Please, without the pictures, restate every entry exactly.

====== Given records

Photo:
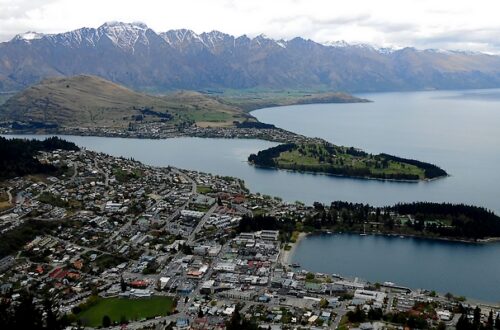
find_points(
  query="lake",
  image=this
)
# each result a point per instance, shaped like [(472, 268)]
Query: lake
[(465, 269), (457, 130)]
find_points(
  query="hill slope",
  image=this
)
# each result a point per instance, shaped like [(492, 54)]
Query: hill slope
[(138, 57), (88, 101)]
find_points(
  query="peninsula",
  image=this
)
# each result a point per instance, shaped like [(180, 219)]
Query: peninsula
[(324, 157)]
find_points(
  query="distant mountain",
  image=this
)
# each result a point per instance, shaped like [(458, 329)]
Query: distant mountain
[(136, 56), (89, 101)]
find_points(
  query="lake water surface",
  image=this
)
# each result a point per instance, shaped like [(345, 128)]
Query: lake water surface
[(472, 270), (458, 131)]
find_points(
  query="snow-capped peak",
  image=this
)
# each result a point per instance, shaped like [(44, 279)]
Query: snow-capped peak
[(125, 35), (337, 43), (28, 36), (176, 37), (133, 25)]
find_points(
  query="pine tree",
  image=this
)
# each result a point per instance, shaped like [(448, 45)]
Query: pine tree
[(106, 321), (489, 324), (477, 317), (123, 285)]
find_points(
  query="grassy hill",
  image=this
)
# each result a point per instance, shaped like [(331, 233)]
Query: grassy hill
[(331, 159), (249, 100), (89, 101)]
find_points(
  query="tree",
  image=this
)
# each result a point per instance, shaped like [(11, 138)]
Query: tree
[(477, 317), (106, 321), (26, 316), (463, 323), (50, 318), (123, 285), (490, 323)]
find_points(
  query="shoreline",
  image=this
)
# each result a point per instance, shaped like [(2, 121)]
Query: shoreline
[(488, 240), (350, 176), (286, 256)]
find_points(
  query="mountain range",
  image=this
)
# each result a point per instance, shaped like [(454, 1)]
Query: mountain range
[(89, 101), (138, 57)]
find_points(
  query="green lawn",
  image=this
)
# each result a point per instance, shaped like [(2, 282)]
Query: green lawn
[(317, 157), (130, 309), (203, 189)]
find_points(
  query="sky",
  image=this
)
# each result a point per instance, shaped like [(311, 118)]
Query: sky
[(443, 24)]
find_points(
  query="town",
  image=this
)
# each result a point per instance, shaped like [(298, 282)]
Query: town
[(115, 243)]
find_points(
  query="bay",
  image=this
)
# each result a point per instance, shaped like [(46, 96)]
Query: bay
[(471, 270)]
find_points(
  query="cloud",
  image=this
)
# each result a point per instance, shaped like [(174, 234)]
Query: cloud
[(423, 23)]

============

## Exercise result
Photo:
find_points(
  query="lake",
  image=this
)
# each result a point per instance, shaped like [(472, 268)]
Query: lake
[(465, 269), (457, 130)]
find_points(
  query="hill slope",
  image=this
)
# each result a point per instance, shaped like [(492, 54)]
Query: hill slope
[(138, 57), (88, 101)]
find_points(
  query="peninsula",
  image=this
)
# each result a point per instance, shaped like [(180, 219)]
Query: peninsula
[(324, 157)]
find_points(
  query="distant mountain",
  image=this
)
# each result a point per instance, shaped like [(458, 329)]
Query: distant mountain
[(136, 56), (89, 101)]
find_points(
  query="lake water surface",
  image=this
)
# each result a point per instance, shaped like [(345, 128)]
Query: lake water surface
[(472, 270), (458, 131)]
find_points(
  query="snow-capped peak",
  image=this
)
# each result a point per instance, shaped like [(44, 279)]
Query: snow-capped peak
[(125, 35), (337, 43), (28, 36), (176, 37), (133, 25)]
find_points(
  query="pine tree",
  image=this
)
# each result a point per instance, shaped like [(448, 45)]
Query: pine tree
[(106, 321), (489, 324), (477, 317), (123, 285)]
find_points(
  query="grassy hill",
  image=this
)
# each result a point per instance, shaped like [(331, 233)]
Query: grassy hill
[(331, 159), (249, 100), (89, 101)]
find_points(
  query="tree",
  image=this
)
# each result a point per instance, shaped like [(11, 138)]
Query: tree
[(477, 317), (106, 321), (26, 316), (463, 323), (50, 318), (123, 285), (490, 323)]
find_points(
  query="shoreline",
  image=this
)
# each result a point per instance, shaped like [(2, 121)]
Query: shoreline
[(488, 240), (350, 176), (286, 256)]
find_points(
  query="mountain range",
  image=this
)
# each result a point per instance, shaped like [(454, 1)]
Query: mountain range
[(89, 101), (138, 57)]
find_points(
  query="green lawn",
  image=this
)
# each result a point per instance, shaped like [(2, 282)]
Query: green lawn
[(317, 157), (130, 309), (203, 189)]
find_points(
  query="sky",
  image=this
)
# each result a point per instance, shaped like [(311, 118)]
Query: sky
[(443, 24)]
find_points(
  query="town",
  image=this
)
# each result a point per instance, shaped like [(298, 282)]
Query: town
[(115, 243)]
find_points(
  query="bay",
  image=this
)
# each result a point per instance, shaped like [(46, 96)]
Query: bay
[(471, 270)]
find_points(
  query="cloud",
  image=this
)
# each result a point per instance, shaped like [(174, 234)]
Query: cloud
[(423, 23)]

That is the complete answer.